* 資料
本稿は下記物理学ノート/一般相対性理論2で数式検証、グラフ描画に使用したMathematicaのプログラムの公開(個人での利用を許可)と簡単な解説となる。
一般相対性理論2 [リーマン幾何学編]
一般相対性理論1 [一般座標変換編]から続いての解説となる。曲がった時空を扱うためにテンソルやリーマン幾何等の数学知識が必要になる。数式を追いかけるだけでは実感がわかないだろうから数式処理 (CAS) を使って視覚化を行い、あなたの理解を助けられるようにしようと思う。
リーマン幾何学で記述された、曲がった空間でのベクトルの動きや接続、曲率などの数式は難解で、その意味するところを直観的に理解することが難しいと思う。本稿に沿って、自分で処理を確認しながら実行することにより、その数式の意味を実感できるようになると思う。
サンプルプログラム実行前の準備
1) Mathematicaの環境構築
Mathematicaの環境が無い場合はこちらを参考に環境を整備してください。

* 行一覧

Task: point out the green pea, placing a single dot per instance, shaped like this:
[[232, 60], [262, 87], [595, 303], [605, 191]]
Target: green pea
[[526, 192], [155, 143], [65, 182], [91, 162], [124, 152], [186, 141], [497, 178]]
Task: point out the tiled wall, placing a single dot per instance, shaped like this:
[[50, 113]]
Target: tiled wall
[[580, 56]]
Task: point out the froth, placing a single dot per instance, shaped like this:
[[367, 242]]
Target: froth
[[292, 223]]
---
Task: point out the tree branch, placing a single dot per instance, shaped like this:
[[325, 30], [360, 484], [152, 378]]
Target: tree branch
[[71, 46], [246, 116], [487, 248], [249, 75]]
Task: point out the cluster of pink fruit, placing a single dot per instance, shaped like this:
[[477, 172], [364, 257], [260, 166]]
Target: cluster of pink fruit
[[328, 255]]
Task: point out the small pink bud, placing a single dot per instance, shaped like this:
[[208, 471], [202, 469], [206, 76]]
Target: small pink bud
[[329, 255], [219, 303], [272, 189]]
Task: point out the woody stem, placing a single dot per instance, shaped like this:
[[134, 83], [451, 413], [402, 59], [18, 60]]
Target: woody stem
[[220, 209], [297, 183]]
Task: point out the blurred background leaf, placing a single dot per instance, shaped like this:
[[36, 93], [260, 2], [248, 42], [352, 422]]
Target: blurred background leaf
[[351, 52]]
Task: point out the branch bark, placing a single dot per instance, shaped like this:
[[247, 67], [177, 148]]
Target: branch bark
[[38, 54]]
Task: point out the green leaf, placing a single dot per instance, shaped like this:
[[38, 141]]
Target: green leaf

* 課題の指示
上にある資料の文章を、最初から最後まで一字も変えずにもう一度書き出せ。

* 課題の出力
本稿は下記物理学ノート/一般相対性理論2で数式検証、グラフ描画に使用したMathematicaのプログラムの公開(個人での利用を許可)と簡単な解説となる。
一般相対性理論2 [リーマン幾何学編]
一般相対性理論1 [一般座標変換編]から続いての解説となる。曲がった時空を扱うためにテンソルやリーマン幾何等の数学知識が必要になる。数式を追いかけるだけでは実感がわかないだろうから数式処理 (CAS) を使って視覚化を行い、あなたの理解を助けられるようにしようと思う。
リーマン幾何学で記述された、曲がった空間でのベクトルの動きや接続、曲率などの数式は難解で、その意味するところを直観的に理解することが難しいと思う。本稿に沿って、自分で処理を確認しながら実行することにより、その数式の意味を実感できるようになると思う。
サンプルプログラム実行前の準備
1) Mathematicaの環境構築
Mathematicaの環境が無い場合はこちらを参考に環境を整備してください。